*** Stored records

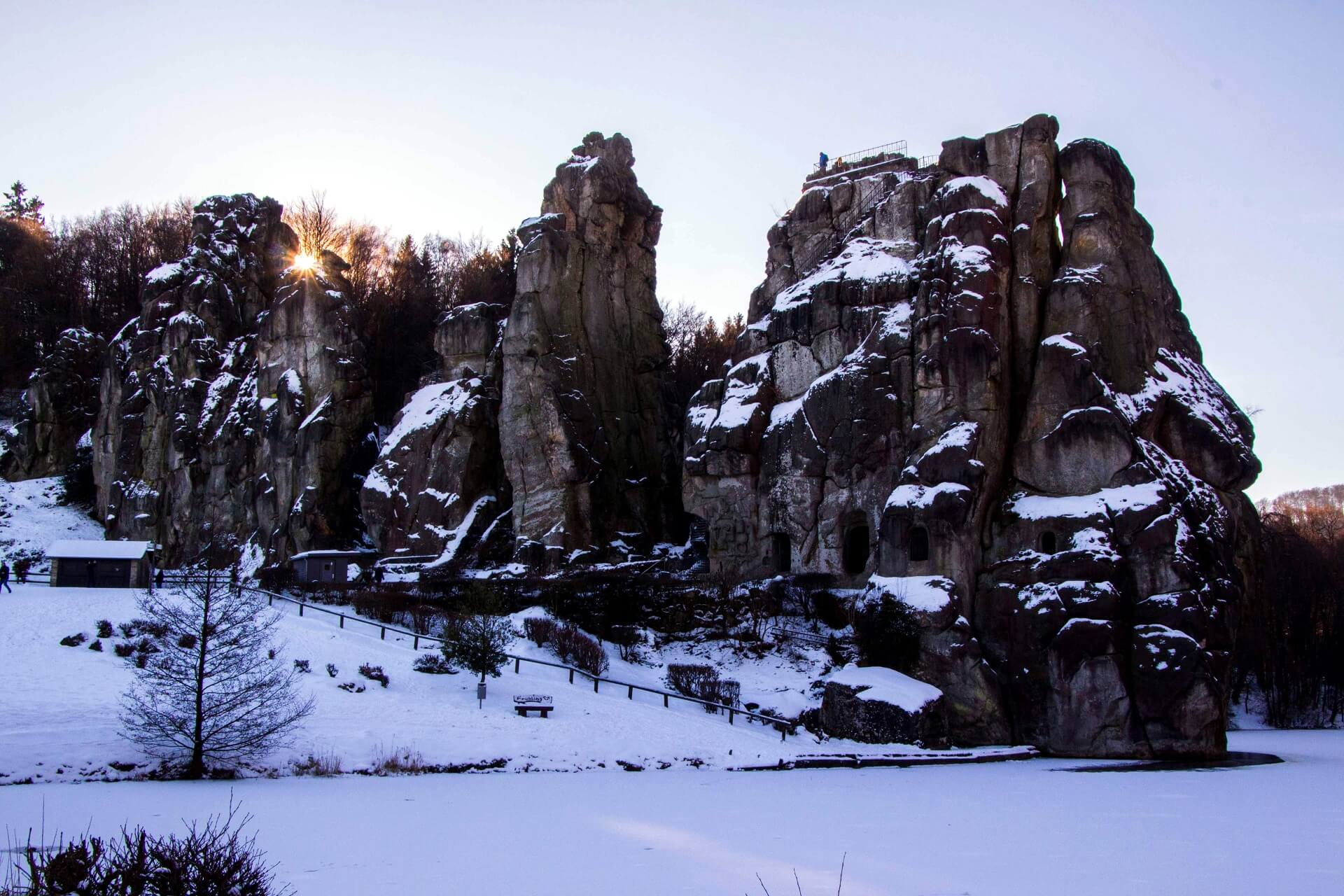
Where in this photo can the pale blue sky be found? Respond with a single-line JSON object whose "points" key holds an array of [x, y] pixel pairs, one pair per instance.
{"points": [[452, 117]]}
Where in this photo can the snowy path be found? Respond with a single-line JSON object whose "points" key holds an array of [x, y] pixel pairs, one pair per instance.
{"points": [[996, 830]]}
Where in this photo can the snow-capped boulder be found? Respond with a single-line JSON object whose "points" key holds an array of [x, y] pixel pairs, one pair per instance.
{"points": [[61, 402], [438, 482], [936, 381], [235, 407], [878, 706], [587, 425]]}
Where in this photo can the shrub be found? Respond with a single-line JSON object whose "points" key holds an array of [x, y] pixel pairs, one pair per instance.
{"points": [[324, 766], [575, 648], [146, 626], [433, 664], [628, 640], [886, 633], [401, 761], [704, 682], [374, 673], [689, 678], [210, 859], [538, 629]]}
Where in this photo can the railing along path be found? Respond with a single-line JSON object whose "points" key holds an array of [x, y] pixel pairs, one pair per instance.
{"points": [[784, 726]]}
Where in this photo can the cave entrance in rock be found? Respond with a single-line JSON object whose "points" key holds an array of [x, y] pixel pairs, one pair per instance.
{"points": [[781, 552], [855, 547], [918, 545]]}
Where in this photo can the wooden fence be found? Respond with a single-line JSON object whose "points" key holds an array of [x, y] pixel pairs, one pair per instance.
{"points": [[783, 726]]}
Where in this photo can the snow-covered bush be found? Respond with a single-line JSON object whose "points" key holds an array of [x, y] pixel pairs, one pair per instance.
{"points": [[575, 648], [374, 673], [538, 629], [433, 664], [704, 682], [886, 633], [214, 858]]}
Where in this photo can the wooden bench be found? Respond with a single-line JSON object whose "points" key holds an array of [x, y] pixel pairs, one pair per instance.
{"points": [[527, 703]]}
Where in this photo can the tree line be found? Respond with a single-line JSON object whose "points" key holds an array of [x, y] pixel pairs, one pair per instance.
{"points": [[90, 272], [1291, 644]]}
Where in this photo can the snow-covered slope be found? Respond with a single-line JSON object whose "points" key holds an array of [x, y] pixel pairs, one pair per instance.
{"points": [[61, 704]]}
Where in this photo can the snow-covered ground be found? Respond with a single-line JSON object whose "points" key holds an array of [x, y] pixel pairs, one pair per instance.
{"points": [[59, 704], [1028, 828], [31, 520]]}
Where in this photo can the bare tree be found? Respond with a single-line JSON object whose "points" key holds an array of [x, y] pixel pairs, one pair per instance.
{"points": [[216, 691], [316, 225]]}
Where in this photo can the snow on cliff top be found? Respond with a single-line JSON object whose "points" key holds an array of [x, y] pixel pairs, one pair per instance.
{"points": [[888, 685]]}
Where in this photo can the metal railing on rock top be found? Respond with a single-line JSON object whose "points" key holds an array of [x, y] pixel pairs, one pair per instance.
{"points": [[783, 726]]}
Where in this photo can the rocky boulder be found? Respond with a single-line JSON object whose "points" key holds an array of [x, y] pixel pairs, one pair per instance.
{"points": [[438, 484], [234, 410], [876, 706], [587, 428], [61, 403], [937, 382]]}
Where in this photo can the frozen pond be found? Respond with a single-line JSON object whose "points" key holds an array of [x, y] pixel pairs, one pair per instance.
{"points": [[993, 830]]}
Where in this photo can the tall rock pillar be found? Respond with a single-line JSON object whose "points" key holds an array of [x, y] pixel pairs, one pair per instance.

******

» Exercise requirements
Convert every line of the items above into a Markdown table with the columns "Row" and "Entry text", numbering the rows and skipping any blank lines. Leave the pictures out of the table.

» Solution
| Row | Entry text |
|---|---|
| 1 | Where in this photo can the pale blue sky be found? Respond with a single-line JSON object whose "points" key holds an array of [x, y] pixel pairs, one pair per instance. |
| 2 | {"points": [[452, 117]]} |
| 3 | Where in this photo can the snowy path be found? Respond with a single-line JSON object whose "points" key holds an array of [x, y] pixel pairs, one pair per instance. |
| 4 | {"points": [[996, 830]]} |
| 5 | Where in this photo can the snow-capped boulder be found? Respond with a single-line JSON object whose "points" key holds an array of [x, y] pixel pairs, one pair per instance. |
| 6 | {"points": [[61, 402], [438, 482], [936, 381], [235, 407], [878, 706], [587, 425]]} |
| 7 | Where in this photo can the shrub be found? Respond with a single-line JSON object whose "points" key holds an array of [x, y] pixel pairs, one pair per instance. |
| 8 | {"points": [[324, 766], [575, 648], [146, 626], [433, 664], [628, 640], [886, 633], [401, 761], [704, 682], [374, 673], [689, 678], [210, 859], [538, 629]]} |
| 9 | Where in this photo can the railing along path be found? Respond with a single-line JSON object whose "points" key holds an array of [x, y] pixel pairs, one pair per instance. |
| 10 | {"points": [[784, 726]]} |
| 11 | Where in this photo can the cave entrance in rock be found? Respond with a single-line JSON object whose "points" key holds an array of [x, y] pixel pairs, one pair per instance. |
| 12 | {"points": [[781, 552], [855, 547], [918, 545]]} |
| 13 | Where in this photo can the wooden fence be found? Respond with a single-line JSON object whose "points" key holds an array of [x, y] pixel pairs, one pair per instance. |
| 14 | {"points": [[783, 726]]} |
| 15 | Where in this photo can the snow-covered bush be found? Respond with a single-line JSON object whose "points" key holds an array of [x, y] pixel pairs, one pair per instance. |
| 16 | {"points": [[575, 648], [374, 673], [538, 629], [433, 664], [704, 682], [886, 633], [214, 858]]} |
| 17 | Where in this photo can the wooden bench be found? Respond with a single-line JSON object whose "points" key holds an array of [x, y] pixel pairs, one pair per instance. |
| 18 | {"points": [[527, 703]]} |
| 19 | Where in this photo can the tree line be found? Respond with a single-line JSON object whose "points" key holds an array of [x, y] pixel pairs, one pair per instance. |
| 20 | {"points": [[90, 272], [1291, 644]]} |
| 21 | Where in this photo can the snow-covered slope be found? Respond with a single-line JSON object whose "points" key holds an array of [x, y] pixel pairs, one pair per instance. |
| 22 | {"points": [[61, 704]]} |
| 23 | Where in this photo can the snow-covered ground be found? Respond with a single-line JSON object whose "points" key holds an array of [x, y] pixel pairs, one pair per instance. |
| 24 | {"points": [[59, 704], [1028, 828], [31, 520]]} |
| 25 | Where in this photo can the bare tree be found? Respond with a single-line JSON object whose "points" key holds an array of [x, y] pixel pairs, one pair per instance. |
| 26 | {"points": [[216, 691], [316, 225]]} |
| 27 | Where in this photo can the snow on cliff top be found? Respond with a single-line JSON object whose "points" key holds an array of [x, y] pixel pairs, one pair per instance. |
| 28 | {"points": [[888, 685]]} |
| 29 | Where in this photo can the metal railing on rock top be found? Respond with a single-line JSON object whose "points" key holds an array of [x, y] pixel pairs, one pair per instance. |
| 30 | {"points": [[783, 726]]} |
| 31 | Where in this photo can the rocky boulder be found? Respond with a single-line JSON object whose "points" key holds an array of [x, y] pixel pairs, one pair per instance. |
| 32 | {"points": [[438, 484], [234, 410], [876, 706], [587, 428], [61, 403], [937, 382]]} |
| 33 | Where in this photo can the frozen pond be found? Respond with a single-line JSON object whose "points" key holds an array of [x, y] pixel pairs, one pair per instance. |
| 34 | {"points": [[993, 830]]} |
| 35 | Where in this photo can the tall rock pillar be found? Respond with a single-line JSON object whose "points" key holds an array of [x, y] pixel pairs, one pair per instance. |